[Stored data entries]

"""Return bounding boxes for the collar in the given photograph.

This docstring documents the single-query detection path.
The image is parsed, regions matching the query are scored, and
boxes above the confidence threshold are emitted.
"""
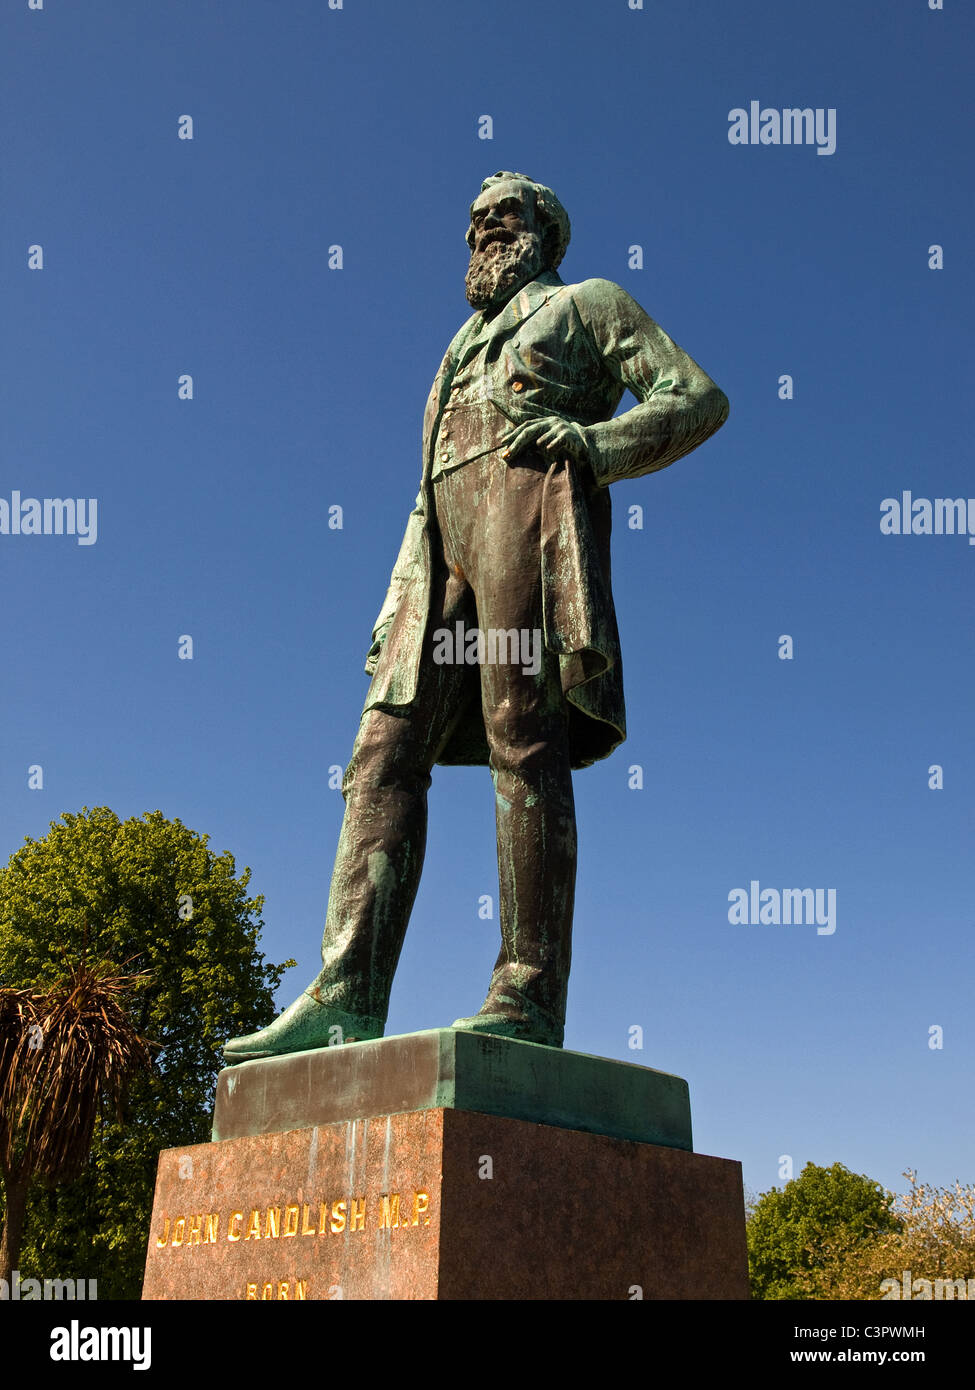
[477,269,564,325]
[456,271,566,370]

---

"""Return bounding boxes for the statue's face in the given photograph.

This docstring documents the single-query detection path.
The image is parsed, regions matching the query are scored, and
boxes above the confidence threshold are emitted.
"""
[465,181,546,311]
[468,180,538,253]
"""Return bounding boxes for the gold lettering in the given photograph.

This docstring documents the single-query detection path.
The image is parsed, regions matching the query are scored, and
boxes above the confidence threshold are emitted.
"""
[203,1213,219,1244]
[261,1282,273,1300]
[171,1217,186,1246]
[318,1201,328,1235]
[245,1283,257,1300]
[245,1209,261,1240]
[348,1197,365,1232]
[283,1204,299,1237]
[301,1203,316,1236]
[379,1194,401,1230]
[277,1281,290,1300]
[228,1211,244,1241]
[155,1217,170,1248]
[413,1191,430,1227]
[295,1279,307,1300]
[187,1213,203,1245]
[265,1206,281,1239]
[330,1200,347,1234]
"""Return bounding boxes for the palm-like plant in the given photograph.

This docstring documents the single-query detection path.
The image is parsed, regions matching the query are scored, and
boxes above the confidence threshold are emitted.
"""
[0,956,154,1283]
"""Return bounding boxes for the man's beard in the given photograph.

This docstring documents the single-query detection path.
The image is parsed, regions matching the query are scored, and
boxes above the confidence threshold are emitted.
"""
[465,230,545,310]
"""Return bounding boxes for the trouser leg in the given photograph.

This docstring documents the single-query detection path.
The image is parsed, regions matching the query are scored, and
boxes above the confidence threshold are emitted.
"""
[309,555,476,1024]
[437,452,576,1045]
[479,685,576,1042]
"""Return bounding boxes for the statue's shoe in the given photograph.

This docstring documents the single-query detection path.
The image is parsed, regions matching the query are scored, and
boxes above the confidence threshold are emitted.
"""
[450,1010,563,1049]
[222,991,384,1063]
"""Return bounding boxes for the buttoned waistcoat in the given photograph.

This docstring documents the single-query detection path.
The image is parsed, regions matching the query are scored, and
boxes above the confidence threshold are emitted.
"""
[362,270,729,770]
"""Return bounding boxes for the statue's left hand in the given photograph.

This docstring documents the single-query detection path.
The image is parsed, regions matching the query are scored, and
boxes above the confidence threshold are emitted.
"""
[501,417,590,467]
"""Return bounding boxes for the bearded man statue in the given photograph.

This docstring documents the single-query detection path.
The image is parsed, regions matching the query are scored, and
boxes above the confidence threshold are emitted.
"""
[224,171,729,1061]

» **ABOUT THIS EXERCISE**: Scan the records above for the string "given", then select every line that holds it.

» **FINISHED TASK**:
"""Return bounding boxes for the collar in the given photograph.
"""Return bounding boxes for the statue's face in the given photograph.
"""Return bounding boxes for the gold lettering in the given photograph.
"""Return bounding boxes for the palm-like plant in the given photograph.
"""Return bounding boxes for the man's beard in the given photograph.
"""Return bounding boxes for the trouser leg in the given photograph.
"""Return bounding boxes for the statue's shoe in the given photograph.
"""Return bounding boxes for the buttoned waistcoat in the given photograph.
"""Return bounding boxes for the statue's left hand in the given photograph.
"""Return bounding boxes for the bearded man statue in the given photograph.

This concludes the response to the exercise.